The additional vehicles could simply drive around the "hot" zones...


If policy makers had the authors perfect understanding of geometry :

* We would be living in tiny cubicles and sharing amenities with N people (N is a function of whatever factors the authorities deem important.)

* Strapped to vertical planks for flights.

* Have perfectly circular(/spherical?) cities with poorer people commuting from farther rings.

* Work in tiny cubicles (This has already happened, thanks beancounters!).

* Children carted away to boarding schools to not disrupt routines of productive people and ensure optimal education (sounds familiar?).

* Industrial workers deployed to worksites for N months (N is a function beyond your control..)


My city's traffic planners designed the traffic light phases with safety (and possibly throughput) as their primary concern.

Apologies for the caps, but I have very strong feelings about this:

THERE'S NOT A SINGLE INTERSECTION THAT I CAN WALK THROUGH IN ONE PHASE

People being people just go on red. Drivers run through intersections way past late amber - especially on left turns. Someone assumed spherical humans in a vacuum and is probably happy with the results.


And by the time you explain it, you've already lost the narrative. A fact that we've learned in the massive social media sphere is that "Louder = right". And, I hate this.

Someone screams their viewpoint? They must be right.

Someone responds back with trite phrases that catch people? Obviously correct.

Someone retorts with an overly simplistic comment? Of course, naturally correct.

Someone exerting power in a situation against someone with little power? Might makes right.


> Musk assumes that transit is an engineering problem, about vehicle design and technology. In fact, providing cost-effective and liberating transportation in cities requires solving a geometry problem. This confusion is very common in transport technology circles.

It's actually a psychology problem and I wish more urban/transit planners understood that.

You'd be hard-pressed to make buses go bumper to bumper like cars in traffic, meaning there's space to spare even when most people use public transport to move around. Geometry is actually a constraint only on the terminals - parking lots consume a lot of land.

Meanwhile people choose to drive not because it's efficient (it's not, far from it), but because for them it has advantages which can't be summarized as a single number like average travel time. If you ask around you'll find that most people don't think too hard about the exact amount of minutes their commute takes. They just want to be on time and once that's taken care of, other factors become more important.

To solve this you have to change how public transport is perceived.

I'm not American so bear with me here: One way to do it is to give a familiar experience. If statistics are to be believed, half of US K-12 students get to school by bus. Also, people regularly fly. Private transport via air is comparatively rare. This is all mass transit.

To me the core features of these two experiences are:

-Everyone sits.

-Everyone is accounted for.

-Changes are minimized, if present at all.

-There's a schedule and it's treated seriously.

It appears that Elon Musk, despite being generally unhinged, knows more about human nature than transit planners, which is weird, because that's a low bar to clear.

Extracted records:
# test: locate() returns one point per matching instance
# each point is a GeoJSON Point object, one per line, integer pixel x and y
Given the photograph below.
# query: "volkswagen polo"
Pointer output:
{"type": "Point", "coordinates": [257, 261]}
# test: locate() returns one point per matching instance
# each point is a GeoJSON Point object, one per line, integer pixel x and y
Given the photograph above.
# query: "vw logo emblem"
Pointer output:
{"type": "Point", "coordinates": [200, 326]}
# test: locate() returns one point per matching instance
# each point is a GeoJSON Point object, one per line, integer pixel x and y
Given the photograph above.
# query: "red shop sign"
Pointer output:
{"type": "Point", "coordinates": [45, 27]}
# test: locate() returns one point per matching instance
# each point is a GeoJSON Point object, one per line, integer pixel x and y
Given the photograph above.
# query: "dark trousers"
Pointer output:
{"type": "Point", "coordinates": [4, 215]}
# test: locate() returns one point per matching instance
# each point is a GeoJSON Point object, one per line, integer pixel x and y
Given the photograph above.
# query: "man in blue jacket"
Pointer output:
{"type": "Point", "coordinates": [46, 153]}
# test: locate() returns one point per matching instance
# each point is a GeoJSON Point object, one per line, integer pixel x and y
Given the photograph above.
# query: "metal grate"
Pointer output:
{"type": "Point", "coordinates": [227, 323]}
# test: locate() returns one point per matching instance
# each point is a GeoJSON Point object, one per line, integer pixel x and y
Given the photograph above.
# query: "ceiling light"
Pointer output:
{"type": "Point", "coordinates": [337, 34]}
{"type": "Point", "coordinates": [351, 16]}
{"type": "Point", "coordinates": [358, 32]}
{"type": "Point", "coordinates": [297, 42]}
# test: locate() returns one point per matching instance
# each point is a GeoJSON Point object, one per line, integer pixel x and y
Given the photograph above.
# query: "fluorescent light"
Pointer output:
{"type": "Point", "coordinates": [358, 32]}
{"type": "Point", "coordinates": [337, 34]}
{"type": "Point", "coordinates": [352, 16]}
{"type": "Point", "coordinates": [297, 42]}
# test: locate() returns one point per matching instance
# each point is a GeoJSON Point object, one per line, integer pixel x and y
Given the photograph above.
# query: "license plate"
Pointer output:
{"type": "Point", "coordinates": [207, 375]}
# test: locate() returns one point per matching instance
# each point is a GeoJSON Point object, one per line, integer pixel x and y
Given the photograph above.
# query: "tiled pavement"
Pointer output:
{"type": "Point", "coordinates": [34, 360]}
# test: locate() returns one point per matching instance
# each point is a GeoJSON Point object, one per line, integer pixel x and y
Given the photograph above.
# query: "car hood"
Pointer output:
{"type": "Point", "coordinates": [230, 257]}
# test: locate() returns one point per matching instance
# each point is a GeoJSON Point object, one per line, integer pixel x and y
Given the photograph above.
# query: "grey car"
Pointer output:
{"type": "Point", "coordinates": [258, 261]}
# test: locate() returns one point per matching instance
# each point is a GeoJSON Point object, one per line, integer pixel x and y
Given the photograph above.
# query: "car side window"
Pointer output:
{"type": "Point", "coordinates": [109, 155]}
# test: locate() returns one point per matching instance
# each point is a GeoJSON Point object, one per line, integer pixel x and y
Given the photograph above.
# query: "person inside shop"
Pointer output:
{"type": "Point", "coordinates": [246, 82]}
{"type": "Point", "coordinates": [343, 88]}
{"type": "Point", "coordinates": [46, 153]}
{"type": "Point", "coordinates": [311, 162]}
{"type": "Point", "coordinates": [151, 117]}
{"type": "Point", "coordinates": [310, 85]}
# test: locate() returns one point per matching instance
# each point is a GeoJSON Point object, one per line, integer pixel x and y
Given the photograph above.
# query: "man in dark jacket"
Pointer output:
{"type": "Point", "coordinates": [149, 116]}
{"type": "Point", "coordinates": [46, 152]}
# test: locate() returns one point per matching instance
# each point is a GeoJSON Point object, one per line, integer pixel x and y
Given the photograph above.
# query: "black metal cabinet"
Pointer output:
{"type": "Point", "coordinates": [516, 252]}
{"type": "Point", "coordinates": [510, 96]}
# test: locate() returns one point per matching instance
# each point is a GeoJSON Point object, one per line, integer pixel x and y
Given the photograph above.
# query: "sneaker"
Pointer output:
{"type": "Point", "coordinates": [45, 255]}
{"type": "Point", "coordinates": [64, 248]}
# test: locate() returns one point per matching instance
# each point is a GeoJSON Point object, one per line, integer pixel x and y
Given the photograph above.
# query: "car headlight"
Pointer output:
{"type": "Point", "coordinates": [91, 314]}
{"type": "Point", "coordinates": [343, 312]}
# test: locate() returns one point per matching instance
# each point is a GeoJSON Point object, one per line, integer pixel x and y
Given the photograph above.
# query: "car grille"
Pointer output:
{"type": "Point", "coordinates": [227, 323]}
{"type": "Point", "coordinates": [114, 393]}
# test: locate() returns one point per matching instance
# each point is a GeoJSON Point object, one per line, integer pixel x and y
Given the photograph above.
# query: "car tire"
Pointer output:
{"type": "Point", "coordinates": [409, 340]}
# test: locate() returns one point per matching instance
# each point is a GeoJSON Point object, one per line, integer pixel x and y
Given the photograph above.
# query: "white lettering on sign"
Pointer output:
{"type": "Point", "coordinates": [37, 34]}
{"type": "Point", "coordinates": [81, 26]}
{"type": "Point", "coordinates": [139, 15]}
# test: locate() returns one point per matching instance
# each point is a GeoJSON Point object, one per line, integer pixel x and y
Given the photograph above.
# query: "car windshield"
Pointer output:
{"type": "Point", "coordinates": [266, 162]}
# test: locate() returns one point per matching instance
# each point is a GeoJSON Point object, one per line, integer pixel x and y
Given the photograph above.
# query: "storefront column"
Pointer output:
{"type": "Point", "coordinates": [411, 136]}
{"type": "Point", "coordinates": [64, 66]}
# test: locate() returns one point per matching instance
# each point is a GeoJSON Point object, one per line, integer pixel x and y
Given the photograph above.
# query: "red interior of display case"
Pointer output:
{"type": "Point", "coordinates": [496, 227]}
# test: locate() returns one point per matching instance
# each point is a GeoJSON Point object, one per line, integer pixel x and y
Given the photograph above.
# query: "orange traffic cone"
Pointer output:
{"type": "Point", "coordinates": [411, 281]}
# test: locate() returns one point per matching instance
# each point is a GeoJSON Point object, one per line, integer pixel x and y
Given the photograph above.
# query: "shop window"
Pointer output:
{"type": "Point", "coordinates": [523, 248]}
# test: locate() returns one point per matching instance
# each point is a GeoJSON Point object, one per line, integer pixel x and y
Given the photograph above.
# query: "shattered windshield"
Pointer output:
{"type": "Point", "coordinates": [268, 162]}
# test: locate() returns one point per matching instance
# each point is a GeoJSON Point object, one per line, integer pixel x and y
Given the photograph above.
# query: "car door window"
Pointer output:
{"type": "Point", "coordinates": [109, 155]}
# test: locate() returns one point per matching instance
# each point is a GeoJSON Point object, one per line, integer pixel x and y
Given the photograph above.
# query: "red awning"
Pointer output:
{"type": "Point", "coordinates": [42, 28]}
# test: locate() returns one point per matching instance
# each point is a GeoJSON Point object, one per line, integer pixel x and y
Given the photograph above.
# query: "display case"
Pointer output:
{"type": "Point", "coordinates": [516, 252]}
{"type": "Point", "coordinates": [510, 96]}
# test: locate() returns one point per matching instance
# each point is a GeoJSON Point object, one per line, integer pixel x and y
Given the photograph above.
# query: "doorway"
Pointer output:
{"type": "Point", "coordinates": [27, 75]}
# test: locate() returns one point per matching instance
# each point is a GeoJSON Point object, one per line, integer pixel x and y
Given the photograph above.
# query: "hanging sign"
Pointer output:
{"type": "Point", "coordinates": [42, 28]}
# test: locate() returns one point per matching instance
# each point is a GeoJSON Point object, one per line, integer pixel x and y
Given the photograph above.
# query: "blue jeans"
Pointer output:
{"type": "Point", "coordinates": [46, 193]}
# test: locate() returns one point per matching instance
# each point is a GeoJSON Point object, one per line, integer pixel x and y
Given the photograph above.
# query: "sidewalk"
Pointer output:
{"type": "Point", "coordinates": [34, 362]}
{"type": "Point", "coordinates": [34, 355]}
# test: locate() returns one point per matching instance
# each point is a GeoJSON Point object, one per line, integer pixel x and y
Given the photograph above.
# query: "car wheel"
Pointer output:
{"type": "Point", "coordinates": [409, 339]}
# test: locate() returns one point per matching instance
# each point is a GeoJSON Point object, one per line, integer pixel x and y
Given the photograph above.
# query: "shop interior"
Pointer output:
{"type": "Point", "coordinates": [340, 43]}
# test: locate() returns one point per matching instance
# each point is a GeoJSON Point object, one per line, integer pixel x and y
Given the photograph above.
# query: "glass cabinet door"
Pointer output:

- What you are asked to do
Transcribe the part of the transit discussion starting with "To solve this" and going on through "all mass transit.". None of these entries is needed.

- Task solution
To solve this you have to change how public transport is perceived.

I'm not American so bear with me here: One way to do it is to give a familiar experience. If statistics are to be believed, half of US K-12 students get to school by bus. Also, people regularly fly. Private transport via air is comparatively rare. This is all mass transit.